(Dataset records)
(begin)

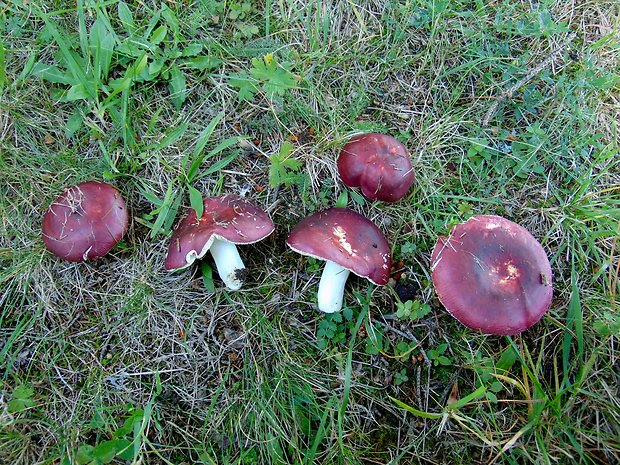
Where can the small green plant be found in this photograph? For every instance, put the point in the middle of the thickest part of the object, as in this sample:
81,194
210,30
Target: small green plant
284,169
267,75
124,444
334,327
400,377
21,399
412,310
108,64
437,355
161,219
408,248
403,350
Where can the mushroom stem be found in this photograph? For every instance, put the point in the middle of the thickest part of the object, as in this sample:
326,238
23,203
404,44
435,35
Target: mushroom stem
331,287
229,265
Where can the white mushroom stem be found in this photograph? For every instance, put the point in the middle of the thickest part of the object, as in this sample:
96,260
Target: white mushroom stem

(end)

Instructions for the task => Update everything from the line containing "Where can the white" down through the end of the entries, replacing "sample" with "example" and leaving everything else unchanged.

Task solution =>
Where can the white mushroom stem be found in this photograph? For every instance, put the point in the middle of the thickest part of the object, as in this example:
96,260
Target: white mushroom stem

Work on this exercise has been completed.